(Saved entries)

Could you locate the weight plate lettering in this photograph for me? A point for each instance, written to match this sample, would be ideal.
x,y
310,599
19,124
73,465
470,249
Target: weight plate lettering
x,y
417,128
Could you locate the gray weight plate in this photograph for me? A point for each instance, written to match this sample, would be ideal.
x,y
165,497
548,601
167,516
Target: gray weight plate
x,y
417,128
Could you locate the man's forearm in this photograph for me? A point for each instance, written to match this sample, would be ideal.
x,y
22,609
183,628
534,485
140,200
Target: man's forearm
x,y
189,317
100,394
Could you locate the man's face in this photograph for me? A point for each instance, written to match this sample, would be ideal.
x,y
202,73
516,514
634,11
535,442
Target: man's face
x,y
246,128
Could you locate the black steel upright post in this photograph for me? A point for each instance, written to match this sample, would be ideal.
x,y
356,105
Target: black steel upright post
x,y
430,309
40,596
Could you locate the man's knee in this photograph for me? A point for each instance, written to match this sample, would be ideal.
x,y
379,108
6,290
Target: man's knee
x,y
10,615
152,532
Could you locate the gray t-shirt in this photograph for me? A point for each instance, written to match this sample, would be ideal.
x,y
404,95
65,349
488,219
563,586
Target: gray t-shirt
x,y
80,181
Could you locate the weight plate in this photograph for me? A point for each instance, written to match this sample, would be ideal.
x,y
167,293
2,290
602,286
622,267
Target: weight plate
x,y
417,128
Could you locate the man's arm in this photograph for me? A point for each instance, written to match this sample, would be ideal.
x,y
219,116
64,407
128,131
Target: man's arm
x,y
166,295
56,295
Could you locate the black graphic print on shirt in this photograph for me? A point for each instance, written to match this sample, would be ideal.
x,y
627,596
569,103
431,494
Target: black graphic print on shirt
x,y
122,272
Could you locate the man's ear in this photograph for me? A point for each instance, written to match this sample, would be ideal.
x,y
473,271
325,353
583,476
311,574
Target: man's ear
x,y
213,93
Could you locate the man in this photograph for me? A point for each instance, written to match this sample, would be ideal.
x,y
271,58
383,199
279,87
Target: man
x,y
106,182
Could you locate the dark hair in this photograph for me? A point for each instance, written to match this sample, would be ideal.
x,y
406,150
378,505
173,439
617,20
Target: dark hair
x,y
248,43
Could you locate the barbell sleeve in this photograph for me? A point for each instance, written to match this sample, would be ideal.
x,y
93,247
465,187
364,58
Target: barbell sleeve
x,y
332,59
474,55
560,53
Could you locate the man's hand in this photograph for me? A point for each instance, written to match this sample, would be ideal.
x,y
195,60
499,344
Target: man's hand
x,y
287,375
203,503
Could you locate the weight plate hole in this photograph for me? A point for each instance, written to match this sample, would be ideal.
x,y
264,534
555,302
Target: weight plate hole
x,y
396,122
==
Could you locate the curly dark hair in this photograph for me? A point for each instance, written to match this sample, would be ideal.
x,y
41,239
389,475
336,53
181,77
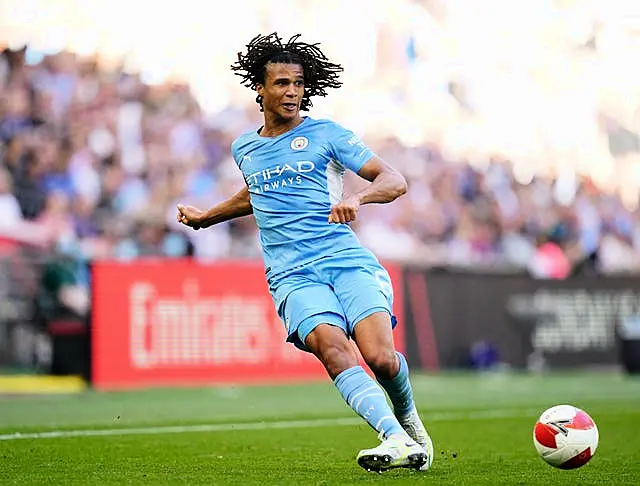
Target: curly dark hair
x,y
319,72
* * *
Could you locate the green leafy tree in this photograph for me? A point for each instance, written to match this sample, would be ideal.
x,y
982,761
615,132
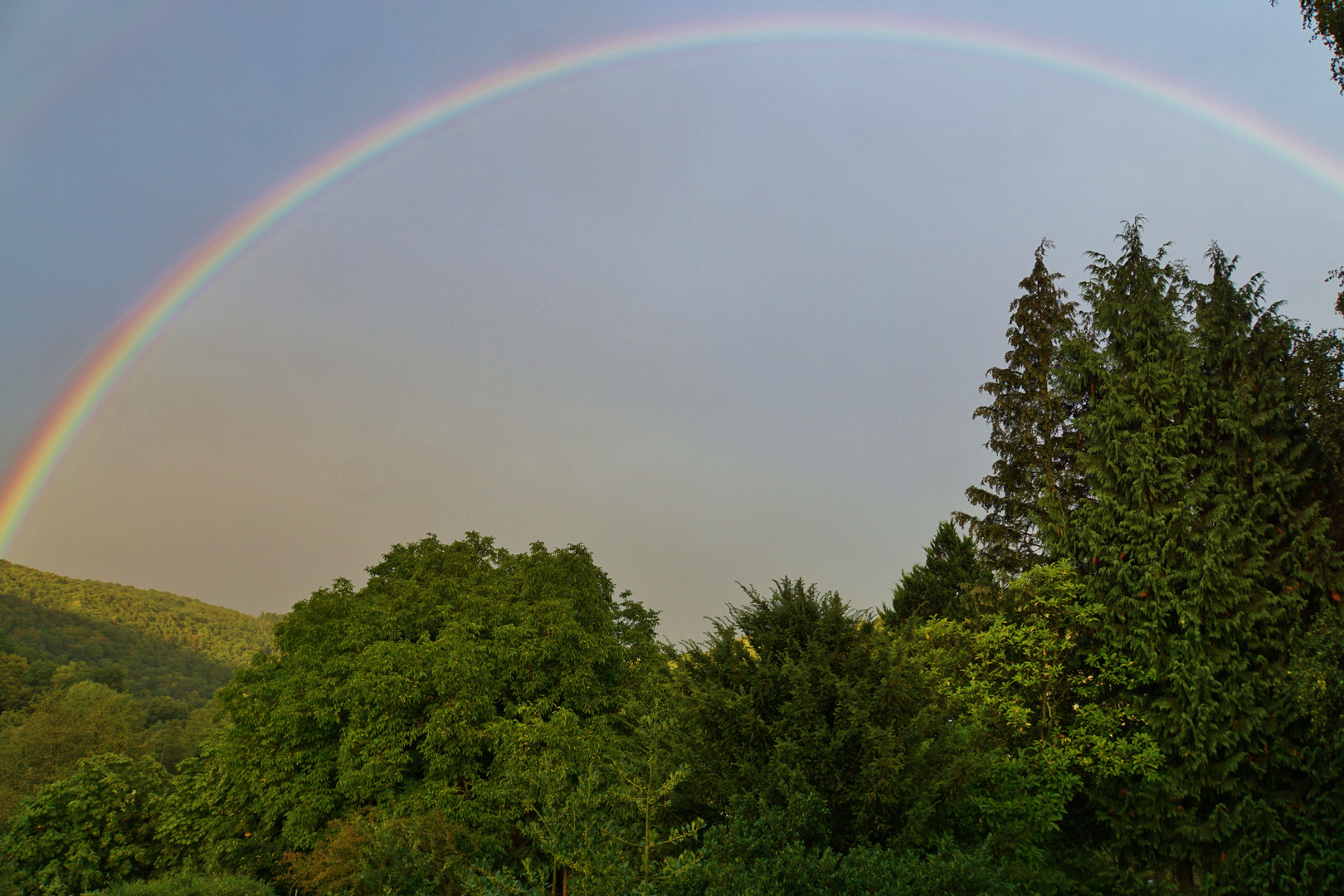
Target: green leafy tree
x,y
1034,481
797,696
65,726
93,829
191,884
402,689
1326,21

## EXERCISE DIRECTIONS
Please state how many lines in the records above contain the string "lettering", treating uppercase and lowercase as different, and reply with the number alone.

## THE SOLUTION
2